*Excerpted passage:*
But back to where to find digital beauty. Tumblr still has a wayward visual culture brewing in it’s dark corners. Taobao-media and pre-convergence-morgue are examples of subversive curatorial projects on there which I doubt you’d ever find on Pinterest. But when it comes to the art of the digital found object, the master for me is Jon Rafman, his 9-Eyes project is still one my favourite digital projects, people will still be looking at this in 10,000 years.

Marc Kremers selects final 1

“The Internet smears time and experience in beautiful ways.”
Marc Kremers selects final 2

You used the term “digital soup” in an interview, what did you mean?

I was referring to the bland uniformity in a lot of digital design. I’m all for best practice, and I follow common design and layout patterns myself, but somewhere in this mix you have to inject your individuality. In that article I berated the conformist tendencies of designers but there is something to say about it in other contexts. I was in Japan for the first time last year, it’s an extremely conformist society, but this social construct and their civility produces such a beautiful surface.

What’s the best thing you've streamed recently?

I have a thing for the DIY videos of lo-fi house music, in particular the ones which appropriate 90s and 80s videos of people dancing in clubs. Maybe because I enjoy how these people were captured in a fleeting moment on a random Saturday night, their data stored on perishable VHS for decades, only to metamorphose into extras in a music video for the future metropolitan liberal elite. The Internet smears time and experience in beautiful ways.

French friends showed me this video by The Blaze in Paris last weekend, it’s uniquely European and speaks of our strange times in a voice I’ve never heard before. These guys made the track, directed and starred in the video. So good. Their other videos are also brilliantly subversive.

*Set of tasks:*
1) In the interview excerpt, which Jon Rafman project is named as one of the speaker's favorite digital projects?
2) Echo, word for word, the part of the interview excerpt that opens with the words containing "I was referring" and closes with "a beautiful surface.".
The listing that follows is separate from the interview excerpt.

*Data shown:*
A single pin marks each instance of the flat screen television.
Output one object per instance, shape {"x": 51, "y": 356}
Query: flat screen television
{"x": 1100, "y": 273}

*Responses by task:*
1) His 9-Eyes project.

2)
I was referring to the bland uniformity in a lot of digital design. I’m all for best practice, and I follow common design and layout patterns myself, but somewhere in this mix you have to inject your individuality. In that article I berated the conformist tendencies of designers but there is something to say about it in other contexts. I was in Japan for the first time last year, it’s an extremely conformist society, but this social construct and their civility produces such a beautiful surface.